Document segment.
┄┄┄┄┄┄

Beginning in 1929, R. J. Van de Graaff pioneered the Van de Graaff accelerator, in which a high potential difference is built up and maintained on a smooth conducting surface by the continuous transfer of positive static charges from a moving belt to the surface. When used as a particle accelerator, an ion source is located inside the high-voltage terminal. Ions are accelerated from the source to the target by the electric voltage between the high-voltage supply and ground.

    A Van de Graaff accelerator.

The maximum energy obtainable from an electrostatic accelerator such as the Van de Graaff can be greatly increased by the application of the "tandem" principle. In a tandem Van de Graaff accelerator, first built in the 1950s, negative ions are first accelerated towards a positive high-voltage terminal in the center of a pressure tank. Inside the terminal the negative ions, which now have an energy in MeV equal to the terminal potential difference in megavolts (106 V) times the charge of the ion, pass through either a foil or gas "stripper" and are stripped of electrons, producing a positive-ion beam. This beam is then accelerated a second time away from the high-voltage terminal. Many tandem Van de Graaff accelerators are in operation throughout the world, including the 25-MV Holifield facility at Oak Ridge National Laboratory in Tennessee.

The limitation of these types of accelerators arises from the maximum practical potential difference that can be held by the charged surfaces. An additional problem in the tandem accelerator is the need to start with negative ions, which can be hard or impossible to obtain for some elements. Positive ion sources are available for a wider variety of elemental species. Positive ion sources can also produce ions of charge higher than one, which is all that is obtainable in negative ion sources.

┄┄┄┄┄┄

Records provided.
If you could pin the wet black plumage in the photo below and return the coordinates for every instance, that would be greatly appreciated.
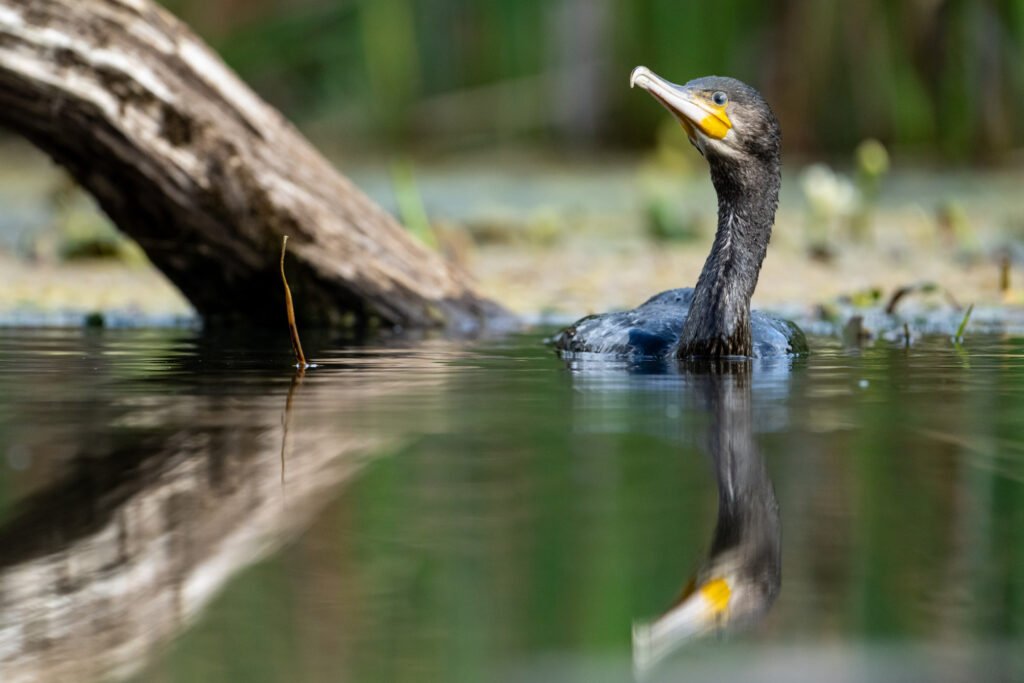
(714, 318)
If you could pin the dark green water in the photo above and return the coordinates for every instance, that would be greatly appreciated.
(483, 512)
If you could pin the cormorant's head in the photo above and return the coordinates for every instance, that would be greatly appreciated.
(723, 117)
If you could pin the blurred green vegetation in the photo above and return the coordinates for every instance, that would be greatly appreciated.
(943, 78)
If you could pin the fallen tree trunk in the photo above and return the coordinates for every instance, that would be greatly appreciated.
(187, 161)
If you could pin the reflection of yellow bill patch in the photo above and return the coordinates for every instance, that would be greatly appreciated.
(716, 124)
(717, 593)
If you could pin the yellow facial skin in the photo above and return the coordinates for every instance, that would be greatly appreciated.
(716, 124)
(718, 594)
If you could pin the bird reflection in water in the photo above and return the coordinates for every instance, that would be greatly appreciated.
(739, 580)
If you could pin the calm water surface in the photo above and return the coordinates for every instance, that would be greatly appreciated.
(178, 507)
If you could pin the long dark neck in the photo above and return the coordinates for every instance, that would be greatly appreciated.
(719, 321)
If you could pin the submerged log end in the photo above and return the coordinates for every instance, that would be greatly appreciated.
(208, 178)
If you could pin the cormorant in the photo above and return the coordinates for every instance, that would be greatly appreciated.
(734, 129)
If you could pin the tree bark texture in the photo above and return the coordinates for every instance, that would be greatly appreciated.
(207, 177)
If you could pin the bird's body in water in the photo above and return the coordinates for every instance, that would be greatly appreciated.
(734, 129)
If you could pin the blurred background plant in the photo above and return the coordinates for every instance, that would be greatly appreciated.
(942, 78)
(503, 133)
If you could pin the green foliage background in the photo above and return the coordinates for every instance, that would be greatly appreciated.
(943, 78)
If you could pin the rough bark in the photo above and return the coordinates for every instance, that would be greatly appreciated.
(186, 160)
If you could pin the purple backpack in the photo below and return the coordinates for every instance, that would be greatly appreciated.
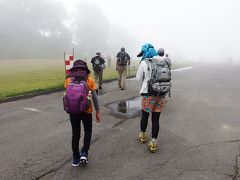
(75, 99)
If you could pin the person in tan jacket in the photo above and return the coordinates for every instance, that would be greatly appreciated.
(123, 60)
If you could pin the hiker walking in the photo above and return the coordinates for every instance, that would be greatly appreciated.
(80, 91)
(98, 64)
(123, 59)
(151, 72)
(168, 60)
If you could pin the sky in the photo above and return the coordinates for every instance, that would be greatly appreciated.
(196, 29)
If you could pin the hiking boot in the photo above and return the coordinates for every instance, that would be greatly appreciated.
(75, 162)
(152, 145)
(142, 137)
(83, 158)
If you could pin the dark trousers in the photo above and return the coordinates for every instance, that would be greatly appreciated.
(76, 119)
(155, 122)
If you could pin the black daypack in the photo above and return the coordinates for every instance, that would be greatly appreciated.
(123, 59)
(160, 81)
(97, 65)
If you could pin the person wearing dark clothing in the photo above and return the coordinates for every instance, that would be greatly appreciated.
(123, 60)
(98, 64)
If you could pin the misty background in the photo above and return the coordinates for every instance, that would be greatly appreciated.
(195, 30)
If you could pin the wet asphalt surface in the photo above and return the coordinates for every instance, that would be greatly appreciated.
(199, 135)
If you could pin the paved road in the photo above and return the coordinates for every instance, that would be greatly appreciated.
(199, 135)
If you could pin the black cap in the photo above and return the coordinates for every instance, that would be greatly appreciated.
(140, 54)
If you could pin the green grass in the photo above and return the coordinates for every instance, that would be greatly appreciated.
(19, 77)
(24, 76)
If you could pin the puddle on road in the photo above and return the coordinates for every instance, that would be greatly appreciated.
(126, 108)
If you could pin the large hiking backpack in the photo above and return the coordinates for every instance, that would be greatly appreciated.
(160, 81)
(123, 59)
(75, 99)
(97, 65)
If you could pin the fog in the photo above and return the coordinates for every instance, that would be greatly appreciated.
(194, 30)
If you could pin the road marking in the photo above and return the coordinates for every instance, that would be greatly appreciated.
(31, 109)
(182, 69)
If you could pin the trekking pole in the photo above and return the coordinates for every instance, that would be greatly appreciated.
(129, 75)
(64, 58)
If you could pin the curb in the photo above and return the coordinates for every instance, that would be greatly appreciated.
(44, 92)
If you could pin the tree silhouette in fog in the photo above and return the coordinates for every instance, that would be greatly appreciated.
(33, 29)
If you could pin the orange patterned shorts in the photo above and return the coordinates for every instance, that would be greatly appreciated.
(153, 103)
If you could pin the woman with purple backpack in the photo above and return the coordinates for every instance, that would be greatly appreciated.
(80, 83)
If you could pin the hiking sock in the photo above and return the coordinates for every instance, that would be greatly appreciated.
(155, 124)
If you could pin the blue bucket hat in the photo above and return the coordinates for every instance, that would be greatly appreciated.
(147, 51)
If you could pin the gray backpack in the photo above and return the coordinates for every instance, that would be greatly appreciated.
(160, 81)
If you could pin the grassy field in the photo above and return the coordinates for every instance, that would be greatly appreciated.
(20, 76)
(24, 76)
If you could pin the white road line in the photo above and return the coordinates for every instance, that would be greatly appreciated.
(31, 109)
(182, 69)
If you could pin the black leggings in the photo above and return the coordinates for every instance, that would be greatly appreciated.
(76, 119)
(155, 122)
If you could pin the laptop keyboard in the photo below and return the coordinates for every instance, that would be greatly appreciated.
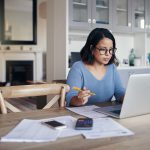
(116, 111)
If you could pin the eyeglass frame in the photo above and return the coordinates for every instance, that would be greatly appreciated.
(106, 50)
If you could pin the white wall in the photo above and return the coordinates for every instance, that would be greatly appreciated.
(124, 43)
(57, 39)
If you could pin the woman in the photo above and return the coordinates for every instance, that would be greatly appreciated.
(96, 72)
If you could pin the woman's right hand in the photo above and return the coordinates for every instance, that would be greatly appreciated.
(81, 98)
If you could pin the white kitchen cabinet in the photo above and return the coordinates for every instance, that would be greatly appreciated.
(122, 16)
(87, 14)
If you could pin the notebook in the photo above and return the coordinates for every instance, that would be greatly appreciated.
(136, 101)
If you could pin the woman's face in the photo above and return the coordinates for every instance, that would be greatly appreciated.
(103, 51)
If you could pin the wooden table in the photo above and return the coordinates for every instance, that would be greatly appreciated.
(139, 125)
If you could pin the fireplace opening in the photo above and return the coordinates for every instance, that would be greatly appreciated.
(19, 72)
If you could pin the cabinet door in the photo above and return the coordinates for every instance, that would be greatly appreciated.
(122, 16)
(139, 15)
(148, 16)
(80, 14)
(102, 13)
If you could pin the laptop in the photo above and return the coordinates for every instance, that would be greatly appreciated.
(136, 101)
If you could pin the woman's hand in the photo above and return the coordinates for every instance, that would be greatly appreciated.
(81, 98)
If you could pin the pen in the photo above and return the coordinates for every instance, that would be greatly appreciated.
(78, 89)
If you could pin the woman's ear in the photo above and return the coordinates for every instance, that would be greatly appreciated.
(91, 47)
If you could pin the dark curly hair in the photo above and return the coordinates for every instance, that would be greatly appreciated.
(94, 37)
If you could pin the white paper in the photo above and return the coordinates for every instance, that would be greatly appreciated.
(31, 131)
(106, 127)
(34, 131)
(87, 111)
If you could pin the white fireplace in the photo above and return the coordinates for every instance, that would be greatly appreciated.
(26, 55)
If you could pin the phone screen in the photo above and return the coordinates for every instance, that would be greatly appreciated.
(55, 124)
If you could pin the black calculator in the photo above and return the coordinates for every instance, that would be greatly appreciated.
(84, 124)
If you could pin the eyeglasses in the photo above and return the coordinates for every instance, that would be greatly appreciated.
(103, 51)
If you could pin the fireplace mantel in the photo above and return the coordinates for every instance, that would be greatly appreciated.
(27, 55)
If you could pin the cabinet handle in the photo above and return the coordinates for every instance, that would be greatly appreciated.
(89, 20)
(94, 21)
(129, 24)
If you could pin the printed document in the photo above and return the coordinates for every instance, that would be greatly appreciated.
(106, 127)
(87, 111)
(34, 131)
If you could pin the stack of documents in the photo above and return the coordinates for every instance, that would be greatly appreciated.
(87, 111)
(34, 131)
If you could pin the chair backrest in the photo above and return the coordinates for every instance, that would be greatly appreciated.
(59, 90)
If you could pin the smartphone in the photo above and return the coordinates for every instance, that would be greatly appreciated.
(84, 124)
(55, 124)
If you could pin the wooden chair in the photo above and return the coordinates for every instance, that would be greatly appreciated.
(20, 91)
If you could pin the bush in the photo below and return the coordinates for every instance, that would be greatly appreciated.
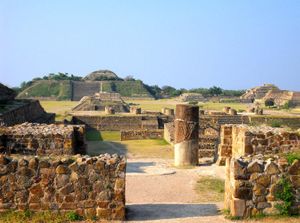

┄┄┄┄┄┄

Exercise set.
(a) Reproduce the passage on Van de Graaff accelerators, starting at the words "The maximum energy" and stopping after "Laboratory in Tennessee.".
(b) Report each line of the listing that contains the word "surface", treating uppercase and lowercase as different.
The passage on Van de Graaff accelerators has no connection to the listing.

Answer set.
(a)
The maximum energy obtainable from an electrostatic accelerator such as the Van de Graaff can be greatly increased by the application of the "tandem" principle. In a tandem Van de Graaff accelerator, first built in the 1950s, negative ions are first accelerated towards a positive high-voltage terminal in the center of a pressure tank. Inside the terminal the negative ions, which now have an energy in MeV equal to the terminal potential difference in megavolts (106 V) times the charge of the ion, pass through either a foil or gas "stripper" and are stripped of electrons, producing a positive-ion beam. This beam is then accelerated a second time away from the high-voltage terminal. Many tandem Van de Graaff accelerators are in operation throughout the world, including the 25-MV Holifield facility at Oak Ridge National Laboratory in Tennessee.

(b)
If you could pin the calm water surface in the photo above and return the coordinates for every instance, that would be greatly appreciated.
If you could pin the wet asphalt surface in the photo above and return the coordinates for every instance, that would be greatly appreciated.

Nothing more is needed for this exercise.